PROBLEM REQUIREMENTS: Pictures must not appear in the copy. Set down exactly the line with "in black t-shirt" and each line after it through the end of the data below.
********
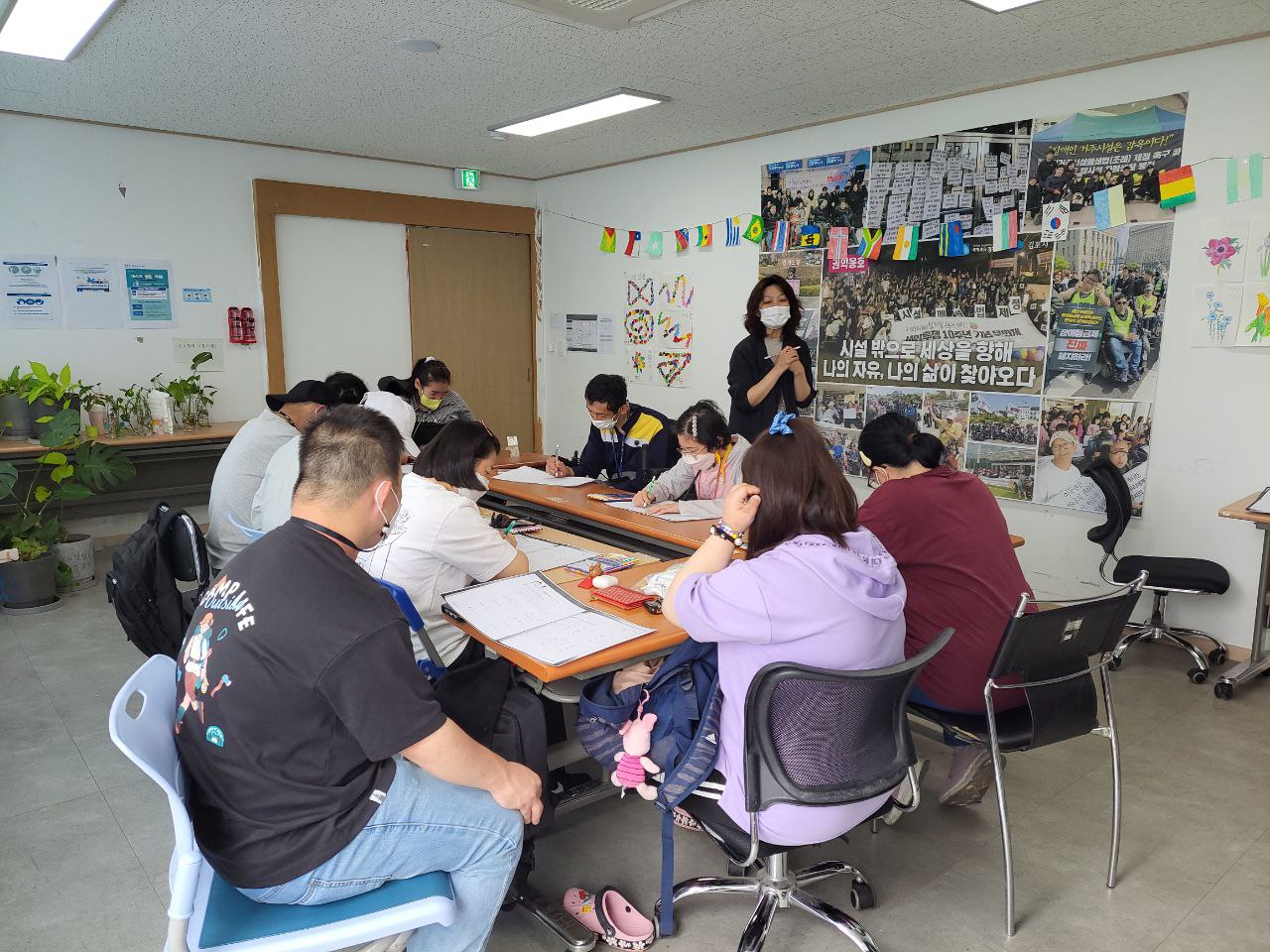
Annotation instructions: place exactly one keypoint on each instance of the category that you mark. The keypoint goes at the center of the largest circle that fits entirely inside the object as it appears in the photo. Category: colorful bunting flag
(1005, 231)
(1176, 186)
(781, 236)
(1109, 208)
(1055, 218)
(1243, 178)
(952, 240)
(906, 244)
(870, 244)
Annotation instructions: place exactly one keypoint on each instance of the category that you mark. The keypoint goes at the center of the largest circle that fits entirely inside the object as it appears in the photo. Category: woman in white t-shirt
(439, 540)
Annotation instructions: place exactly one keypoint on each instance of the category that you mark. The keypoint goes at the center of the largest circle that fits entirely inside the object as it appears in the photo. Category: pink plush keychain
(633, 763)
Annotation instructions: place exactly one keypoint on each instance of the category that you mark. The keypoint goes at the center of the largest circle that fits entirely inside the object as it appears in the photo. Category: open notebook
(530, 615)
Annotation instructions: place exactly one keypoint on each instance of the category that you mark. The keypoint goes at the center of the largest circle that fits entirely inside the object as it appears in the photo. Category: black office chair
(1165, 575)
(1047, 654)
(820, 738)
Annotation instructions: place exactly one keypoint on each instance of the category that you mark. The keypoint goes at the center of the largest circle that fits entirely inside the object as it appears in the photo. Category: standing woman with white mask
(708, 466)
(771, 368)
(439, 540)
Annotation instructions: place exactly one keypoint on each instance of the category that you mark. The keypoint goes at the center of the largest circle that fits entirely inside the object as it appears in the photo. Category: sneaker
(969, 777)
(905, 793)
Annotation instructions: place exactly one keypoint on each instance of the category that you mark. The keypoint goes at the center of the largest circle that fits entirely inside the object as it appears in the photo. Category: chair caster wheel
(862, 896)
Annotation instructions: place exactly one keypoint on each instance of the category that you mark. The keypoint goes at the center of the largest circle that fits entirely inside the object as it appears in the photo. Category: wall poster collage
(1025, 362)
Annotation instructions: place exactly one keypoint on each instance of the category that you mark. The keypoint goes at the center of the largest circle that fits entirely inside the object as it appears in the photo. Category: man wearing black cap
(241, 467)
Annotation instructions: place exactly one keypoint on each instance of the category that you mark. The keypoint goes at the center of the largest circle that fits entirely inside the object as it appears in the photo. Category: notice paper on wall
(149, 294)
(31, 293)
(530, 615)
(91, 293)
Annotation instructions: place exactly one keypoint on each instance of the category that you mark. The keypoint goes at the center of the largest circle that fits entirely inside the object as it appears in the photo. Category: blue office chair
(435, 666)
(206, 912)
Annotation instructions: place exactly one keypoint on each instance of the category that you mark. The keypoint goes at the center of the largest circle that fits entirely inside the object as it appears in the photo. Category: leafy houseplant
(14, 409)
(70, 468)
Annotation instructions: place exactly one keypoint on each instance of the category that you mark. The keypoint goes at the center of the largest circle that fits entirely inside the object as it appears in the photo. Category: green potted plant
(70, 468)
(14, 409)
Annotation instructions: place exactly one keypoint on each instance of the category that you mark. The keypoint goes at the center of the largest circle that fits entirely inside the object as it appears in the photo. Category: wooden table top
(216, 433)
(1238, 509)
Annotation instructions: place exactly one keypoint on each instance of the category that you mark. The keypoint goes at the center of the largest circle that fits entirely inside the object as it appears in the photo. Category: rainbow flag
(952, 240)
(870, 244)
(1109, 208)
(781, 236)
(1176, 186)
(906, 244)
(1005, 231)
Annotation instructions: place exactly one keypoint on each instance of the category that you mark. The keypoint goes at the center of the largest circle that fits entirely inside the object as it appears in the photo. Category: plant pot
(44, 407)
(28, 588)
(14, 416)
(76, 552)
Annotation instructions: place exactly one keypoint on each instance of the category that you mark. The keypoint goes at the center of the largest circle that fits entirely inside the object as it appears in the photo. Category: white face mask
(698, 462)
(775, 316)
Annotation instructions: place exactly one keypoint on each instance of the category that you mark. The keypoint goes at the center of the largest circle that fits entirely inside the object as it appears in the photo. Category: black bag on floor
(143, 580)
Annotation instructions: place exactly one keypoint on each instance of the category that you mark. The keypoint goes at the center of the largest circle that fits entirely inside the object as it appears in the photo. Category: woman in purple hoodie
(815, 588)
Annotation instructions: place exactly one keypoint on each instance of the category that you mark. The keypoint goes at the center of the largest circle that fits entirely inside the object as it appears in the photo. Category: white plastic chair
(206, 912)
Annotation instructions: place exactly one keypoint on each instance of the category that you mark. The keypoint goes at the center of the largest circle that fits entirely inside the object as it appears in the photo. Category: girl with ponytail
(951, 540)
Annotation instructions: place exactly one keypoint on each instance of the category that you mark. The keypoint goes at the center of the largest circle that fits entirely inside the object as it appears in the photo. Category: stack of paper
(530, 615)
(527, 474)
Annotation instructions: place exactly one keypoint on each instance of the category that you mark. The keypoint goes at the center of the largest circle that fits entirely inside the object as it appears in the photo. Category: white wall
(345, 298)
(1209, 444)
(189, 199)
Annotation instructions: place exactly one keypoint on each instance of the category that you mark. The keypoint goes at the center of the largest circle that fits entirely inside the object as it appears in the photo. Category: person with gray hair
(320, 763)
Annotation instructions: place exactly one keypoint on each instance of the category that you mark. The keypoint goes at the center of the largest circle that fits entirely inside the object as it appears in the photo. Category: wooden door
(471, 306)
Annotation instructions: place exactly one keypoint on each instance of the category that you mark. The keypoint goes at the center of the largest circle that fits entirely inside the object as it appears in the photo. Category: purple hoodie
(806, 602)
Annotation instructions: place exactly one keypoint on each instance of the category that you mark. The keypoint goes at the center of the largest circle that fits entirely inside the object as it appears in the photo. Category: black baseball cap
(307, 391)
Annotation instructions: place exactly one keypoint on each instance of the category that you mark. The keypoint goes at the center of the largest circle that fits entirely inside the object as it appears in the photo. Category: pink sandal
(611, 916)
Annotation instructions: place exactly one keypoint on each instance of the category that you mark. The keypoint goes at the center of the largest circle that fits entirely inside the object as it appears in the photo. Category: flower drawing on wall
(1220, 252)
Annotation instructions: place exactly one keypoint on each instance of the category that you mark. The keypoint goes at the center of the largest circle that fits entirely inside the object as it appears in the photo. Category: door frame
(272, 198)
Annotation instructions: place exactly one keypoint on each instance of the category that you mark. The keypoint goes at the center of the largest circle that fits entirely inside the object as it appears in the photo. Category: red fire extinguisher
(235, 326)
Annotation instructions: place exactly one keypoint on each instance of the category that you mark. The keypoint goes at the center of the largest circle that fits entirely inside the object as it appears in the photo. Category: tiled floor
(84, 838)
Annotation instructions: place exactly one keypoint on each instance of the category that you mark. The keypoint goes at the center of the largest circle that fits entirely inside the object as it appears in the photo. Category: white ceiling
(326, 73)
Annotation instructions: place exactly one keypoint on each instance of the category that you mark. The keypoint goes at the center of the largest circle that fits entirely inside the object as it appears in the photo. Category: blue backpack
(685, 696)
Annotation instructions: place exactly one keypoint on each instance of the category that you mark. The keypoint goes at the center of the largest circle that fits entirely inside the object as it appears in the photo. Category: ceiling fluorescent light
(615, 103)
(51, 30)
(1002, 5)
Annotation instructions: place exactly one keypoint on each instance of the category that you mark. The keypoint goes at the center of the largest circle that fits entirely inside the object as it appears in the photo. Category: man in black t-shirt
(320, 765)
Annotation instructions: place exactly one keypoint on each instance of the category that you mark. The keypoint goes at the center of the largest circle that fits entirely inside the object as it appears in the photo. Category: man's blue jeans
(1118, 353)
(423, 825)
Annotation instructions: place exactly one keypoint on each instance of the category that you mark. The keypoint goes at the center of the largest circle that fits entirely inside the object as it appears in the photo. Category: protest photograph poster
(1076, 431)
(1095, 349)
(1082, 153)
(970, 322)
(969, 176)
(813, 195)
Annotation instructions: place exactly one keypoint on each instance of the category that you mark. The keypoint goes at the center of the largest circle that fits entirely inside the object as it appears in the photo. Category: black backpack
(143, 581)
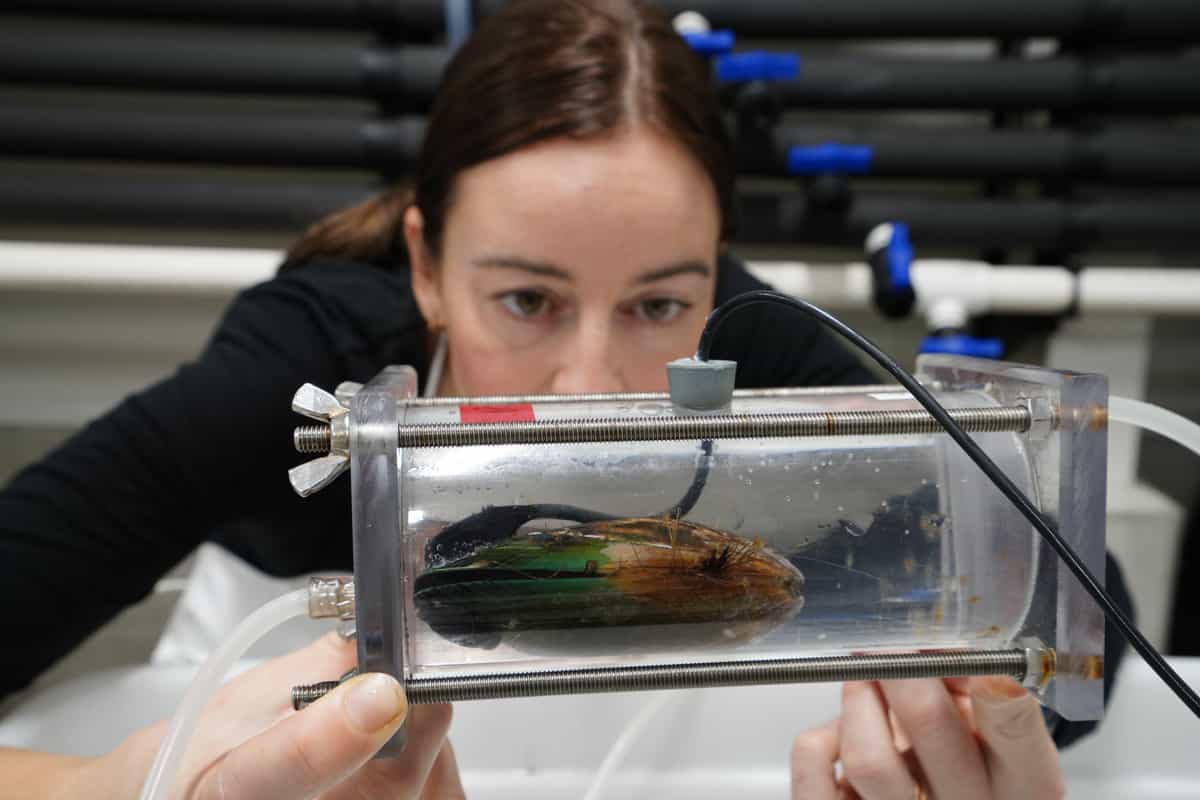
********
WRITTEN ANSWER:
Annotation instructions: place exactly one keypoint on each instance of the category that you mark. The keypoint goes at the center of the largest circle that fits entirely inside the object as it appears in the photo. Category: man in black t-shirt
(320, 765)
Annotation instructions: place exactly one keypoint on each instance of the category that you mark. The keypoint goes at the center of the largest circle that fits entirely inside the object as it appears in the photo. Category: man's blue jeans
(1118, 353)
(423, 825)
Annotation instructions: place exactly one keypoint on each instance of the category that you mark. The keypoint goes at the center of the largest circle that fits entirely inside the object as it appears in the photo. Category: protest photograph poster
(1076, 431)
(1095, 349)
(1082, 153)
(970, 322)
(969, 176)
(813, 195)
Annotation instructions: place exactly one keypoint on each instance of the category that you mark. The keypoint goes at the center of the largest circle that fits entirely inside the object as it appears in the photo. Category: black backpack
(143, 581)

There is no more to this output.